**What is required**
Reproduce the C++ variable-scope question below word for word.

Reputation: 94
I am learning c++ and decided to write a small program to practice on variable scopes. The problem is that I am getting a different (and wrong in my opinion) output on Linux after compiling and executing, while on windows everything is correct. Here is the code:
/*main.cpp*/
#include <iostream>
using namespace std;
extern int x;
int f();
int main() {
cout << " x = " << x << endl;
cout << "1st output of f() " << f() << endl;
cout << "2nd output of f() " << f() << endl;
return 0;
}
/*f.cpp*/
#include<iostream>
using namespace std;
int x = 10000;
int f() {
static int x = ::x;
{
static int x = 8;
cout << x++ << endl;
}
cout << x++ << endl; return x;
}
the command I am typing on linux is $g++ main.cpp f.cpp && ./a.out
Desired output (windows output):
x = 10000
8
10000
1st output of f() 10001
9
10001
2nd output of f() 10002
Given (Linux) output:
x = 10000
1st output of f() 8
10000
10001
2nd output of f() 9
10001
10002
As I can tell it seems like the Linux program skips the cout of the int f() function, any ideas why such a thing happens?

**Dataset**
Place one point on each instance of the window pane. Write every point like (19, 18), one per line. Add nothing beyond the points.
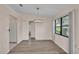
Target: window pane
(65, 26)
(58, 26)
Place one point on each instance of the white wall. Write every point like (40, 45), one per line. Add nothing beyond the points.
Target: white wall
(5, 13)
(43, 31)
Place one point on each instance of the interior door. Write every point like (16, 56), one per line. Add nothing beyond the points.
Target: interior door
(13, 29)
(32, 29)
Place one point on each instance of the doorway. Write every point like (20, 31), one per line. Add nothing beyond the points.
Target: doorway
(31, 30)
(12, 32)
--
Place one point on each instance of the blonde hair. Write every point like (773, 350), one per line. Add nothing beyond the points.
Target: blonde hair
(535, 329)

**Exercise output**
Reputation: 94
I am learning c++ and decided to write a small program to practice on variable scopes. The problem is that I am getting a different (and wrong in my opinion) output on Linux after compiling and executing, while on windows everything is correct. Here is the code:
/*main.cpp*/
#include <iostream>
using namespace std;
extern int x;
int f();
int main() {
cout << " x = " << x << endl;
cout << "1st output of f() " << f() << endl;
cout << "2nd output of f() " << f() << endl;
return 0;
}
/*f.cpp*/
#include<iostream>
using namespace std;
int x = 10000;
int f() {
static int x = ::x;
{
static int x = 8;
cout << x++ << endl;
}
cout << x++ << endl; return x;
}
the command I am typing on linux is $g++ main.cpp f.cpp && ./a.out
Desired output (windows output):
x = 10000
8
10000
1st output of f() 10001
9
10001
2nd output of f() 10002
Given (Linux) output:
x = 10000
1st output of f() 8
10000
10001
2nd output of f() 9
10001
10002
As I can tell it seems like the Linux program skips the cout of the int f() function, any ideas why such a thing happens?